▶ [What you will do]:
**a.** In the Kayleigh Wardell interview, rewrite the paragraph that begins "Understanding how our cells work" as a bulleted list that keeps its main facts.
**b.** List every university or college named in the Kayleigh Wardell interview.
**c.** Continue the Kayleigh Wardell interview from the point where it stops.

Bringing science out of the labs: Meet Kayleigh Wardell

KayleighDr Kayleigh Wardell is currently a Postdoctoral Research Fellow in the lab of Matt Neale (University of Sussex), which investigates the mechanisms by which chromosomes are rearranged during meiosis. Meiosis is a specialised form of cell division that produces gametes and a central stage in this process is the rearrangement of chromosomes to generate genetic diversity. Kayleigh is a STEM Ambassador and a keen science communicator, and enjoys sharing her love of science with anyone who will listen. Come and meet Kayleigh in London on the 28th of May, 2-5pm!



SS: Kayleigh, how did you get to your current position?

KW: Understanding how our cells work has always fascinated me. My undergraduate degree was in Biochemistry at Imperial College London and following this I worked as a Research assistant at UCL on a breast cancer clinical trial. I loved the research element of the work and that inspired me to undertake a PhD, and I chose to do a project that would allow me to learn more about how cells work on the inside. I did my PhD at the University of Nottingham in the lab of Dr Thorsten Allers, where I researched DNA repair in archaea; single-celled organisms that often live in extreme environments. Following my PhD I knew I wanted to continue researching DNA, and I now work as a Postdoctoral Research Fellow in the lab of Dr Matthew Neale at the Genome Damage and Stability Centre (University of Sussex). I research how DNA gets crossed over during the formation of sex cells, an important process that leads to variation within populations. However, if it goes wrong this can leave to infertility and genome rearrangements.


SS: What, or who, inspired you to get a career in science?

KW: When I was growing up I was always fascinated by the world around me and could often be found collecting worms or frogspawn! I had some very inspiring teachers at school who nurtured my love of biology further. It was when we learned about genetics at GCSE and A-levels that my love of things to do with DNA really sparked.

▶ [Dataset content]:
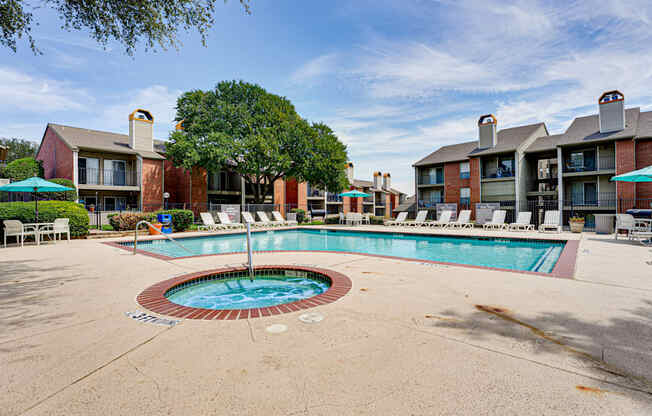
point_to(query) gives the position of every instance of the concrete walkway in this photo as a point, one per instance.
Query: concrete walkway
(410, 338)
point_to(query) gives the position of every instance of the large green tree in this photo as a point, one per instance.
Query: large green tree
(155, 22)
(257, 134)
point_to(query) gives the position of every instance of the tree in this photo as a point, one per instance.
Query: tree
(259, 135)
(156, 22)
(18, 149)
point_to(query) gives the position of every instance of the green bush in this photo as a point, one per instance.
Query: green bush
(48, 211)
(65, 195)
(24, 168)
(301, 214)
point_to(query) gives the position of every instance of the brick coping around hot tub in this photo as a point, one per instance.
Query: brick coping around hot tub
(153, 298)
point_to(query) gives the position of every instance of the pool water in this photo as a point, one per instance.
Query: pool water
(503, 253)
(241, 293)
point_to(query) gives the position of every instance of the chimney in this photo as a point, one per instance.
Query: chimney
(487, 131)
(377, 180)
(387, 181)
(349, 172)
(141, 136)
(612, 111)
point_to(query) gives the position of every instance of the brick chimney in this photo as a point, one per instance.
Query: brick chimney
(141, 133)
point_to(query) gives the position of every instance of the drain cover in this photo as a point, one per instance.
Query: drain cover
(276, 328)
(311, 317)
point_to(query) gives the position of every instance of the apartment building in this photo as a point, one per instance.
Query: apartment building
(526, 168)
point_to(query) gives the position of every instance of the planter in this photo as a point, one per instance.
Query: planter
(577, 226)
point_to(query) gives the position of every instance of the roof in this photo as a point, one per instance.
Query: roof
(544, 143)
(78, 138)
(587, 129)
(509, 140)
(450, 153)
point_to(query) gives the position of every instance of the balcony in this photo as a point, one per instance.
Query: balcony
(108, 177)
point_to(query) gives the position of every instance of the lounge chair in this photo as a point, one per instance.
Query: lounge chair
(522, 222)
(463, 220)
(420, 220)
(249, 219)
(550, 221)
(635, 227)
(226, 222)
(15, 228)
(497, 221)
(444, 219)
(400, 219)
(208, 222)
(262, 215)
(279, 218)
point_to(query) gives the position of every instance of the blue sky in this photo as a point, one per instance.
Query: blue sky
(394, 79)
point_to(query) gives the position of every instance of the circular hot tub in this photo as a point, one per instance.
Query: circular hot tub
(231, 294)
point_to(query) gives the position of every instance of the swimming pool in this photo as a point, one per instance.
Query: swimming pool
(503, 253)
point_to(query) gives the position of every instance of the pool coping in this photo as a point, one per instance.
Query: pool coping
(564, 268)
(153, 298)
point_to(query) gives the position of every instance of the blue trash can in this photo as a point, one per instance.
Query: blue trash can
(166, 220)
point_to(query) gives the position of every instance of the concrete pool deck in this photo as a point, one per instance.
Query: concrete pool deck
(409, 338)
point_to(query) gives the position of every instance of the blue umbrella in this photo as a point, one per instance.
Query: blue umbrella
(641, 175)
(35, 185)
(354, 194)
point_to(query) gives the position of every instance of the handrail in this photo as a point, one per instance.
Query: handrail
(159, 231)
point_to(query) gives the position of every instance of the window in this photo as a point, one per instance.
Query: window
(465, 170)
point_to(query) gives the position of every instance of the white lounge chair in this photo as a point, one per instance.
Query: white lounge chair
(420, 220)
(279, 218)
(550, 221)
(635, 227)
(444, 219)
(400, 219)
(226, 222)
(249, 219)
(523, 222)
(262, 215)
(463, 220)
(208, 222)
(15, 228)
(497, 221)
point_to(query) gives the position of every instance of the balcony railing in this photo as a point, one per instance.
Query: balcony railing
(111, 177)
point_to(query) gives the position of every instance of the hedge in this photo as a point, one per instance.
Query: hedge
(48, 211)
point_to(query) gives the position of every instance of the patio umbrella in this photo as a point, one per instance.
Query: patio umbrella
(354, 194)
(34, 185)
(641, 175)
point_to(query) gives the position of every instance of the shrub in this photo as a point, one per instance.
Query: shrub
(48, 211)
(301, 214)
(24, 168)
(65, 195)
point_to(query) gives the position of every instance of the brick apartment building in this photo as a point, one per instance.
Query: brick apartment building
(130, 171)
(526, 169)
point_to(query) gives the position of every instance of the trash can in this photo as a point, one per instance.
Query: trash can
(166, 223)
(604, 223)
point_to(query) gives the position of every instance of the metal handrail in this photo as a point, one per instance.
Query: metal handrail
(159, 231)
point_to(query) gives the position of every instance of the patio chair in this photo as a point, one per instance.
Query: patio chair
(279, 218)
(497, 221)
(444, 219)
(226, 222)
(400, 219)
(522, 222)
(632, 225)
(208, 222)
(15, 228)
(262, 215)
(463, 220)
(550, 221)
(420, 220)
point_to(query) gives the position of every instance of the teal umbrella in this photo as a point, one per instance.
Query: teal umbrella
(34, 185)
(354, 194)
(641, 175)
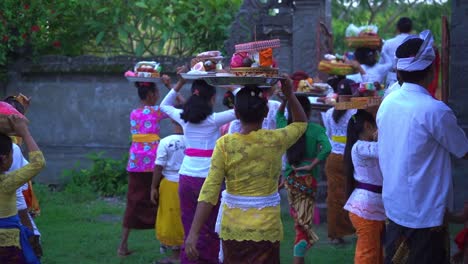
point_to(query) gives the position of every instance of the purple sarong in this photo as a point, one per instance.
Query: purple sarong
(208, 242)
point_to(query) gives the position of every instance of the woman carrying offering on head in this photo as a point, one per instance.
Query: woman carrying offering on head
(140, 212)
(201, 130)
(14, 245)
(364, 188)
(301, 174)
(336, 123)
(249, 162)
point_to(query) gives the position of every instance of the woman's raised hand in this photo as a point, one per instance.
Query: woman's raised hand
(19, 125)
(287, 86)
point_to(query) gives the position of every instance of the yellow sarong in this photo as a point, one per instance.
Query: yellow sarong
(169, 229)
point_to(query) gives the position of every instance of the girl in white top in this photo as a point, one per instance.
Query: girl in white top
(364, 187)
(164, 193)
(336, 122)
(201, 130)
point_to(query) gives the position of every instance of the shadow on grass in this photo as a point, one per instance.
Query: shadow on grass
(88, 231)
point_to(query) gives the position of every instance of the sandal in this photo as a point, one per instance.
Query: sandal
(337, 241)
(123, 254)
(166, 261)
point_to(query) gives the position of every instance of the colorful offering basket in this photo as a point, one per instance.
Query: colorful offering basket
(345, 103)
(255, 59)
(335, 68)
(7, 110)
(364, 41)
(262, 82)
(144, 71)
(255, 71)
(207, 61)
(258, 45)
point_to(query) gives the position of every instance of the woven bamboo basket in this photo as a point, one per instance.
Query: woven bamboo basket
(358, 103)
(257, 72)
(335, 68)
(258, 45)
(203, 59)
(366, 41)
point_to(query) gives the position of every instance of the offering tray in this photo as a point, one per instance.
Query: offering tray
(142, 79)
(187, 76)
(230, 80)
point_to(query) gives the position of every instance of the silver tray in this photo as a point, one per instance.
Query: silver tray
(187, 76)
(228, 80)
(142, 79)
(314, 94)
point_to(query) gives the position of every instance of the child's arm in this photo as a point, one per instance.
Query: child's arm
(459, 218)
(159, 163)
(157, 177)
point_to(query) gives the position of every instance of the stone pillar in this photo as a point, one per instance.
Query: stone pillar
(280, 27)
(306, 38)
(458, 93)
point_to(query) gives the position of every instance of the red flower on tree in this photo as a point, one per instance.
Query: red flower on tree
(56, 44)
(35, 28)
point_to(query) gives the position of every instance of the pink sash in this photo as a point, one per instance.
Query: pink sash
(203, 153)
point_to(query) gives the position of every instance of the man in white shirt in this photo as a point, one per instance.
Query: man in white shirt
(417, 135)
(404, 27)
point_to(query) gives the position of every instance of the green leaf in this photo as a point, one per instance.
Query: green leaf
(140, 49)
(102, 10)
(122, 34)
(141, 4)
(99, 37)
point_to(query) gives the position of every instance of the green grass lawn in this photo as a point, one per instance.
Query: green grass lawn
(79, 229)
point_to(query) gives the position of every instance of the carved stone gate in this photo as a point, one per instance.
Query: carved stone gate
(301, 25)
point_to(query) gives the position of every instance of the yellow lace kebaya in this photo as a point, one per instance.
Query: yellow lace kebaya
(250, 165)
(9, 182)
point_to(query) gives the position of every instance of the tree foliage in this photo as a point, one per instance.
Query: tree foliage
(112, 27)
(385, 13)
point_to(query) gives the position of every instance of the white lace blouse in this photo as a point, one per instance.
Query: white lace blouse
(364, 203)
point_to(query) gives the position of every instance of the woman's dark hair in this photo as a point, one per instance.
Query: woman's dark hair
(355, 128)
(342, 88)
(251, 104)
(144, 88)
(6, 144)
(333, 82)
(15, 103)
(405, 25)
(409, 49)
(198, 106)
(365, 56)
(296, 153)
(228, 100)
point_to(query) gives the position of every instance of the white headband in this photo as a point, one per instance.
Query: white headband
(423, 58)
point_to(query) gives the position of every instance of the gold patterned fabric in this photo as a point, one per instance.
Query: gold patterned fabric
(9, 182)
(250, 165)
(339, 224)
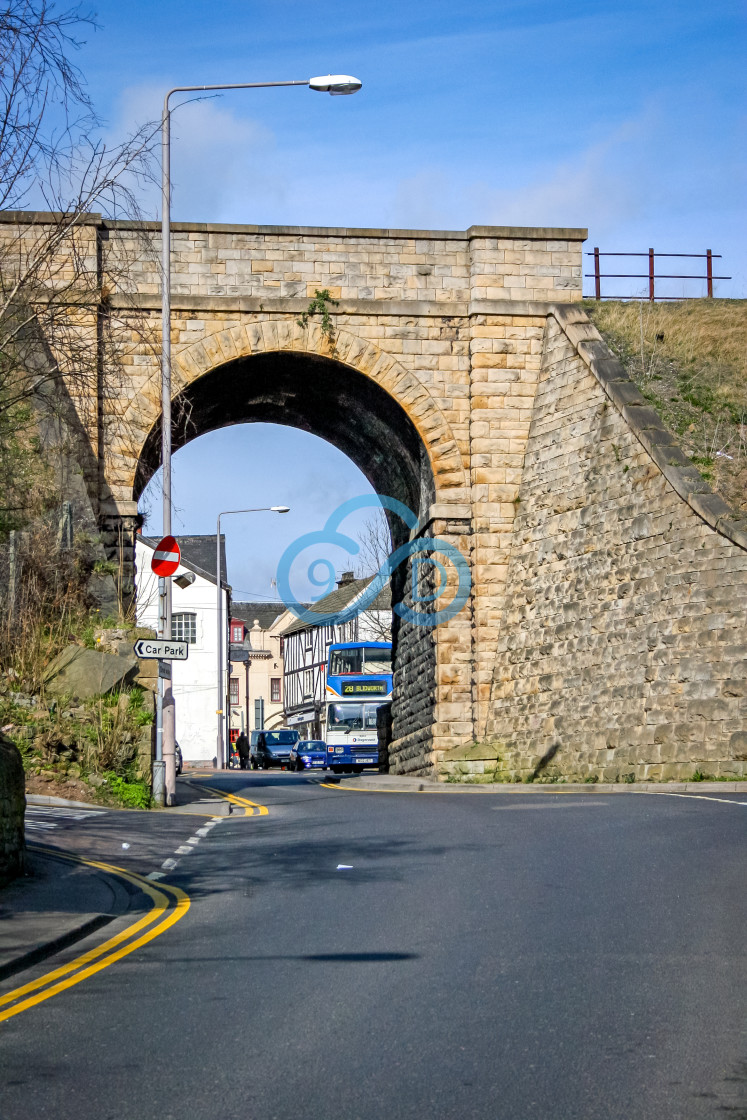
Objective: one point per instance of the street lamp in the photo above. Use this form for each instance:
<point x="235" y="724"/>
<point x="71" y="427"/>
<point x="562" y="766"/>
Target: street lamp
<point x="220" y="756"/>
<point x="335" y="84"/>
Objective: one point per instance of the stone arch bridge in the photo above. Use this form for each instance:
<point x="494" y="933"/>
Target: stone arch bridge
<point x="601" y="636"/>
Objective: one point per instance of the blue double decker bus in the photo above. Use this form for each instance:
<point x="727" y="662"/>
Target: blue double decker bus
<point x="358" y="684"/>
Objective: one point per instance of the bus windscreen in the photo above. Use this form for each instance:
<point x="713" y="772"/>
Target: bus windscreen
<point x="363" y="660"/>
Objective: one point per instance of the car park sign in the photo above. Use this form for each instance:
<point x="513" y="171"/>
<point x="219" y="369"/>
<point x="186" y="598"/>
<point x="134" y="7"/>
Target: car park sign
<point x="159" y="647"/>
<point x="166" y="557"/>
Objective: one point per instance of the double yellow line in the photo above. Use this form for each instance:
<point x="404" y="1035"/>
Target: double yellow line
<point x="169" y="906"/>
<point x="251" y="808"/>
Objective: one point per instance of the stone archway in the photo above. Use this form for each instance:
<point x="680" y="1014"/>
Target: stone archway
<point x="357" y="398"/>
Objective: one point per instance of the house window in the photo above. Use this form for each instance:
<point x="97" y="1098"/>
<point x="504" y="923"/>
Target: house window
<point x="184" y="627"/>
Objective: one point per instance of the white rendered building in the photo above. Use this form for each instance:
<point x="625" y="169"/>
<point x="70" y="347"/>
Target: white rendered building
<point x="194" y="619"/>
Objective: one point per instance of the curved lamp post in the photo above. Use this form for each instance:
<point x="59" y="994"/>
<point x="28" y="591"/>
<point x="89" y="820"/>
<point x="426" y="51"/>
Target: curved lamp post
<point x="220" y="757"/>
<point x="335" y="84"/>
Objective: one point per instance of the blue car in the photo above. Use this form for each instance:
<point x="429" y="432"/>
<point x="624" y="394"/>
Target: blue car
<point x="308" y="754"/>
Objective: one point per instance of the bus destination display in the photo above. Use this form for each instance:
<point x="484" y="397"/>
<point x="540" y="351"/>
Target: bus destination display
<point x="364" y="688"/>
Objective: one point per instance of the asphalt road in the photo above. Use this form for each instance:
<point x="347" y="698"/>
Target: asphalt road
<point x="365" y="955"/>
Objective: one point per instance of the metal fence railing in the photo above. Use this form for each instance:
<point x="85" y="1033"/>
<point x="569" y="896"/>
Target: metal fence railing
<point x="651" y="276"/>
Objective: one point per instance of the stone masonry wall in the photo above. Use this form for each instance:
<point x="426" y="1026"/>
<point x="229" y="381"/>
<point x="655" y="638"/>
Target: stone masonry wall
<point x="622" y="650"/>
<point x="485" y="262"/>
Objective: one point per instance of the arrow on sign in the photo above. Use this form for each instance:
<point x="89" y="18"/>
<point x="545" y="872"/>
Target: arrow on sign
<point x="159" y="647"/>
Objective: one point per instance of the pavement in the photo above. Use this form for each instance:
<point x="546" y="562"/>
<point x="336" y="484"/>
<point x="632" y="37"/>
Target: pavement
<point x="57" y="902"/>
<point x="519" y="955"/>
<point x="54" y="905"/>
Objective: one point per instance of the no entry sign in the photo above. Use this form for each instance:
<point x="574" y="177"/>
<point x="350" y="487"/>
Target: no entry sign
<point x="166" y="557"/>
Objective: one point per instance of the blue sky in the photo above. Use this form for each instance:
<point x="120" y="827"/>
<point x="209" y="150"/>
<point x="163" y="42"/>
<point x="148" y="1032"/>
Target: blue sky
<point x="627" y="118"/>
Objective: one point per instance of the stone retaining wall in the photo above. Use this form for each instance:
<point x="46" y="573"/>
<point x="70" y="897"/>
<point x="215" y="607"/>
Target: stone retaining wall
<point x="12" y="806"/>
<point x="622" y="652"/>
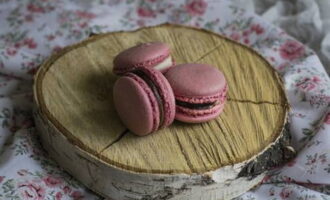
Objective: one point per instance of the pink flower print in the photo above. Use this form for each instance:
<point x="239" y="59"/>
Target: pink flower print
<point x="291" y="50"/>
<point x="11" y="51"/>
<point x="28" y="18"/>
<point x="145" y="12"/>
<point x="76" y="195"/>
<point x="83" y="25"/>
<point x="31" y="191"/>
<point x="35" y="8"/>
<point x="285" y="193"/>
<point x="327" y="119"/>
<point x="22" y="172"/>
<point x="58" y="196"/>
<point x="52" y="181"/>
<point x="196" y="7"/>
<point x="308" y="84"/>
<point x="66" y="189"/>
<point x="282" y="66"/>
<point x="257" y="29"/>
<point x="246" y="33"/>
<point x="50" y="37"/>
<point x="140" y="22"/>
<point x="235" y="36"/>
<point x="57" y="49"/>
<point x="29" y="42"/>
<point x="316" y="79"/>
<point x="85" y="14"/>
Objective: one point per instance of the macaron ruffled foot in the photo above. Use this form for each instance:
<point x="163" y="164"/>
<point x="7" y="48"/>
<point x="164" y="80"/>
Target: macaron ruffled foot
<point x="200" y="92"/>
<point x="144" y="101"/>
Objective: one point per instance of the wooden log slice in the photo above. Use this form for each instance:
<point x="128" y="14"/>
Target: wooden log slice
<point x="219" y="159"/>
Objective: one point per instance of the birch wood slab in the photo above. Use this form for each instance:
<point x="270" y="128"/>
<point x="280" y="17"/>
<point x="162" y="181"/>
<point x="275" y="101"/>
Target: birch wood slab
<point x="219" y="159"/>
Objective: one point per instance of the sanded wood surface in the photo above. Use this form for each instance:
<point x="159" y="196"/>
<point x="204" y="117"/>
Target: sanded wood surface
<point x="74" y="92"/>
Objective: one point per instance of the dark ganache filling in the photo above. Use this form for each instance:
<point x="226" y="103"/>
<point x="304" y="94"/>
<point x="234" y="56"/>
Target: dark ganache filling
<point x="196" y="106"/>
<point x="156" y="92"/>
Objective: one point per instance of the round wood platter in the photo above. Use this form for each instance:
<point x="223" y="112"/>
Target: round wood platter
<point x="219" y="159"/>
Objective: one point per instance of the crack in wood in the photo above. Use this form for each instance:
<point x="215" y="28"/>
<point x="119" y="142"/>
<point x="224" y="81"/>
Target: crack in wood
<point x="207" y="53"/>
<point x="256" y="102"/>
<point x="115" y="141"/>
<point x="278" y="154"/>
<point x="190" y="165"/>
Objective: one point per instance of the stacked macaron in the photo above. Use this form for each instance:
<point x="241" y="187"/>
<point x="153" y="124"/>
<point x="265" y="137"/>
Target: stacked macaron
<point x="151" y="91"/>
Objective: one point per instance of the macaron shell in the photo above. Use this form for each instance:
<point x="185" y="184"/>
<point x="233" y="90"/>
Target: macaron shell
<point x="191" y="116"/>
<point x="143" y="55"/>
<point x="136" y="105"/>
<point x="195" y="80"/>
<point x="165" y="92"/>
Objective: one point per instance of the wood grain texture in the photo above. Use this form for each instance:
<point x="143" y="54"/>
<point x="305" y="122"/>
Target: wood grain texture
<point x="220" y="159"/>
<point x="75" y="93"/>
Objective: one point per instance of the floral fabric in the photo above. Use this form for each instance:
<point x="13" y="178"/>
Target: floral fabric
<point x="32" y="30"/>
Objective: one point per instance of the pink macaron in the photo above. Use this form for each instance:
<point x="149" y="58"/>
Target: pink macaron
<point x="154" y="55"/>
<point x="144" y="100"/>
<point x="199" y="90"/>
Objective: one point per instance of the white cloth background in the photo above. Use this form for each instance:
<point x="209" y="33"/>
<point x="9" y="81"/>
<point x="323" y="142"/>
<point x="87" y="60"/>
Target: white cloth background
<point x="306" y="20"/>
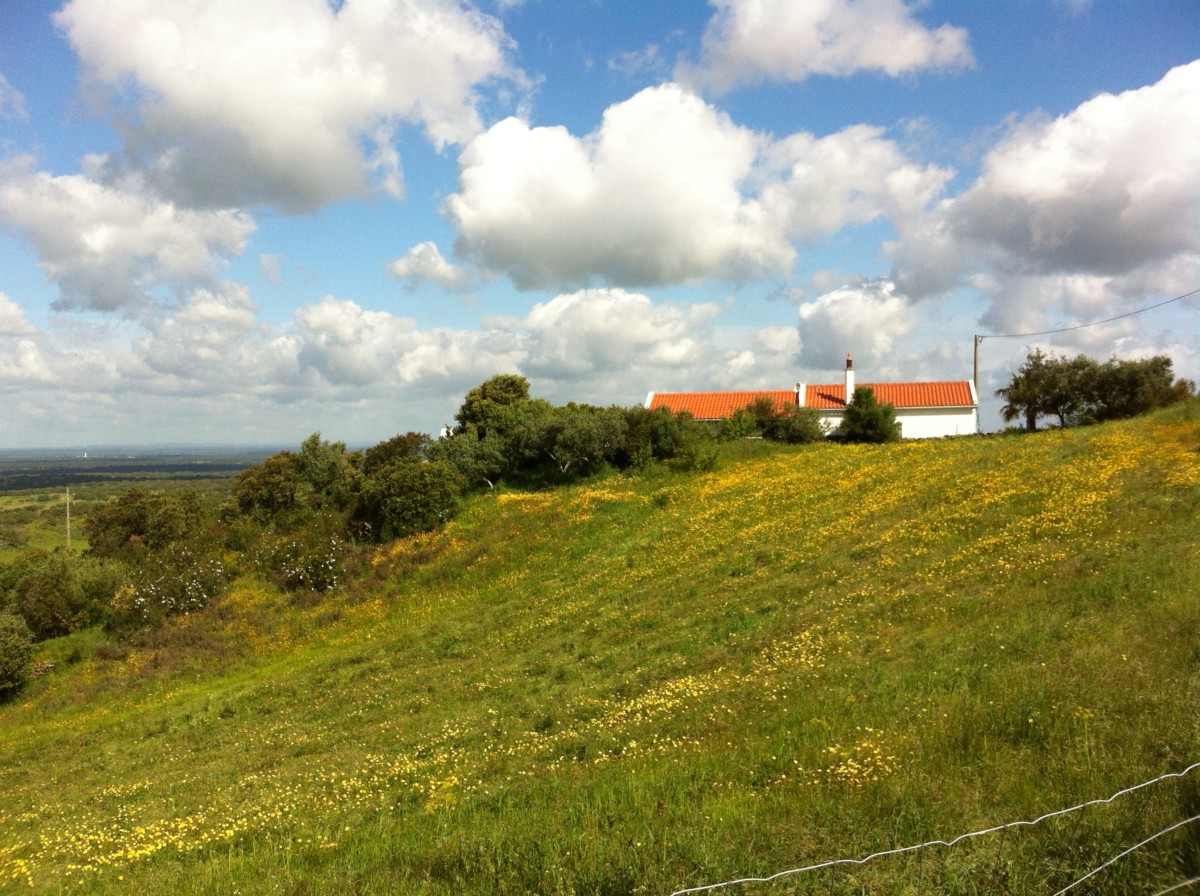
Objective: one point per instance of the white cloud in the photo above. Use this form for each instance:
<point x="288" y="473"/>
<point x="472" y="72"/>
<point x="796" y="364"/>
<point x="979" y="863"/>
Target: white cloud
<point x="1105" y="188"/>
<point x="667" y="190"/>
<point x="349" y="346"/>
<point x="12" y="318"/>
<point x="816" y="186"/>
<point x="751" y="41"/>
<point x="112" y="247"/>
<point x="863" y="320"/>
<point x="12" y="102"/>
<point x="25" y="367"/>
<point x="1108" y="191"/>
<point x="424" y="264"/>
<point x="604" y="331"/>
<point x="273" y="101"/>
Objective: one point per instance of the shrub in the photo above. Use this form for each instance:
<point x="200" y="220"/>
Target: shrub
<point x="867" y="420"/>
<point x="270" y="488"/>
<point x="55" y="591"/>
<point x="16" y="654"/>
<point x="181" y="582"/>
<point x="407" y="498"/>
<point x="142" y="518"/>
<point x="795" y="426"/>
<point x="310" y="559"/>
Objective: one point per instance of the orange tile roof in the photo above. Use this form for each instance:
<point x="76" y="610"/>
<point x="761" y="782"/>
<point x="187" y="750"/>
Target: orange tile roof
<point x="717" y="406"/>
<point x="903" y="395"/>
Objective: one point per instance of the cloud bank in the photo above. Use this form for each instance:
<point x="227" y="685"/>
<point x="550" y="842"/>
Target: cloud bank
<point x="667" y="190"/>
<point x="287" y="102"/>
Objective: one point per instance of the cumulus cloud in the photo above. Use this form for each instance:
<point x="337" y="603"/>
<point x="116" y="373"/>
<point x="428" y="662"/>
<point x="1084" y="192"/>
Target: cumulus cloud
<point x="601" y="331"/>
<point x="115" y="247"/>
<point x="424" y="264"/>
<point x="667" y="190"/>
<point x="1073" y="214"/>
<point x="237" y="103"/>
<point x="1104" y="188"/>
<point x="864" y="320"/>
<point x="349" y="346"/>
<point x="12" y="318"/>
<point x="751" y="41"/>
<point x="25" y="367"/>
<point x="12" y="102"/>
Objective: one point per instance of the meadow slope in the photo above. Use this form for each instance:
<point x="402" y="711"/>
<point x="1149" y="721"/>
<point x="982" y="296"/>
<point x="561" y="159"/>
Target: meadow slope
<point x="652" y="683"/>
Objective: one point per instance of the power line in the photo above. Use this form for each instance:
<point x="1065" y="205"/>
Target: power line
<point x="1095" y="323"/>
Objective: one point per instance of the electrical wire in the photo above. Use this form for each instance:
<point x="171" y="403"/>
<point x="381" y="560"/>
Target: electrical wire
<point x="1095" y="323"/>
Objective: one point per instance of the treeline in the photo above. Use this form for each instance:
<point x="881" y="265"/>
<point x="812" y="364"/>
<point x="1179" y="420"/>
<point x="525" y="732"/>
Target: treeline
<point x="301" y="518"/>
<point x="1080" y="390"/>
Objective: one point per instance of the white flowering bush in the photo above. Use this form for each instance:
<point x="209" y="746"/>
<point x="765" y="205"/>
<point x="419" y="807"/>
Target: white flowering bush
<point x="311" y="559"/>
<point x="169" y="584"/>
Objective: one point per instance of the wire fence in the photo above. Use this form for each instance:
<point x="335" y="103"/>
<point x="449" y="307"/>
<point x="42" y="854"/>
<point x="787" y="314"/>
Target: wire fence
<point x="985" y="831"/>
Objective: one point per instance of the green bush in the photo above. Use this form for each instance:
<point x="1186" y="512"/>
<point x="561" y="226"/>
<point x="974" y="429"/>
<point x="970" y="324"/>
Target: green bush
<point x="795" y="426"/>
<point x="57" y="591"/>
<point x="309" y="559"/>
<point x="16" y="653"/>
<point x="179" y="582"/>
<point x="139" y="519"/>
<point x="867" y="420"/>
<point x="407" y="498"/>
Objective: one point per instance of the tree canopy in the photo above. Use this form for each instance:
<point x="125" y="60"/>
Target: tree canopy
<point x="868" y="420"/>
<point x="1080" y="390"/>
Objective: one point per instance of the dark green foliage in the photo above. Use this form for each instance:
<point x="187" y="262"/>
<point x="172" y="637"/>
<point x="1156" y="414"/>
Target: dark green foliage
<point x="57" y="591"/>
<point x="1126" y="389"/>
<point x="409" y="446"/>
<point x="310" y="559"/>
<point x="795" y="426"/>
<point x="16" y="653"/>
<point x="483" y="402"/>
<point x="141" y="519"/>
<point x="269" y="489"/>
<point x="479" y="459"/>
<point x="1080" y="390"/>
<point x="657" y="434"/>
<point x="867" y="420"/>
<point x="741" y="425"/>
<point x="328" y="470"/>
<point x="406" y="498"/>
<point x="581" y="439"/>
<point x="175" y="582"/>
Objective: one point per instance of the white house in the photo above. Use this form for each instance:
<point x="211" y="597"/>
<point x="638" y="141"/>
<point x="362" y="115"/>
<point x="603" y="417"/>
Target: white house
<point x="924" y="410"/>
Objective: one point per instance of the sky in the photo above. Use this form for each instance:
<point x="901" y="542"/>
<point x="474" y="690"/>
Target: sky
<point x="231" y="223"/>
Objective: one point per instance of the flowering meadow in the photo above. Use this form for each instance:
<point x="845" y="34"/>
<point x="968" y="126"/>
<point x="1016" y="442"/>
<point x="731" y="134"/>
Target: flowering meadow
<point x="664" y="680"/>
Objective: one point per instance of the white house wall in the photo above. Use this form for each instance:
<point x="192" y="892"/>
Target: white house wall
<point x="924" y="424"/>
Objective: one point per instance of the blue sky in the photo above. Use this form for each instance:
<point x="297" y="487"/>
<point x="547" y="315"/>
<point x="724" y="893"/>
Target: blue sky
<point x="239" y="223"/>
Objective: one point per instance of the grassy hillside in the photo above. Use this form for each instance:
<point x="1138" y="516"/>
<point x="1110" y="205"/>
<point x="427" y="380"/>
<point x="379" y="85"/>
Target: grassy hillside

▶ [Results in order]:
**a.**
- Kayleigh has always been fascinated by how our cells work.
- She studied Biochemistry as an undergraduate at Imperial College London.
- She then worked as a research assistant at UCL on a breast cancer clinical trial.
- Enjoying the research inspired her to do a PhD on how cells work on the inside.
- Her PhD was at the University of Nottingham in Dr Thorsten Allers's lab, researching DNA repair in archaea, single-celled organisms that often live in extreme environments.
- Wanting to keep researching DNA, she became a Postdoctoral Research Fellow in Dr Matthew Neale's lab at the Genome Damage and Stability Centre, University of Sussex.
- She studies how DNA is crossed over during the formation of sex cells. This process creates variation within populations, but errors can cause infertility and genome rearrangements.

**b.**
- University of Sussex
- Imperial College London
- UCL
- University of Nottingham

**c.**
SS: What is the most fascinating aspect of your research/work?

KW: I am studying meiosis, which is how sex cells form. I think it is highly rewarding and exciting to be researching how we are all made. Inside our cells there are a vast number of complex things happening which all need to be coordinated so that they happen in the right place at the right time. I find it really interesting to try and understand what is happening inside of us. I really enjoy the problem solving aspect of my work; piecing together results to gain an understanding of how things are working inside cells.


SS: What attracted you to Soapbox Science in the first place?

KW: I really enjoy science communication. I am a STEM Ambassador, frequently visiting schools to talk about science as well as delivering activities at science fairs. I think that it is really important to bring science out of the lab: allowing non-scientists to learn about the research that we do and question us about it. It is also really important to show people that science is for everyone, regardless of background, gender etc. Soapbox Science is a great platform for this, and I wanted to be involved as it is a way for female scientists to promote not only themselves and the work they do, but also show people that girls can be scientists too. Furthermore, it sounds really fun!


SS: Sum up in one word your expectations for the day – excitement? Fear? Thrill? Anticipation?

KW: I’m not sure it can be summed up in one word! Excitement, nervousness, anticipation…


SS: If you could change one thing about the scientific culture right now, what would it be?

KW: During my career so far I have had to move several times up and down the country. I know that this is the norm in academia as you have short-term contracts until you are able to obtain a permanent position (most postdoctoral contracts are around 3 years). Some people do manage to stay in one location for their careers, but I feel like this is the exception to the rule. A lot of scientists leave academia (female and male) because they don’t want to, or can’t, uproot and resettle so frequently. I think that this is a real shame that sometimes it comes to choosing between your career and your personal life.



What would be your top recommendation to a female PhD student considering pursuing a career in academia?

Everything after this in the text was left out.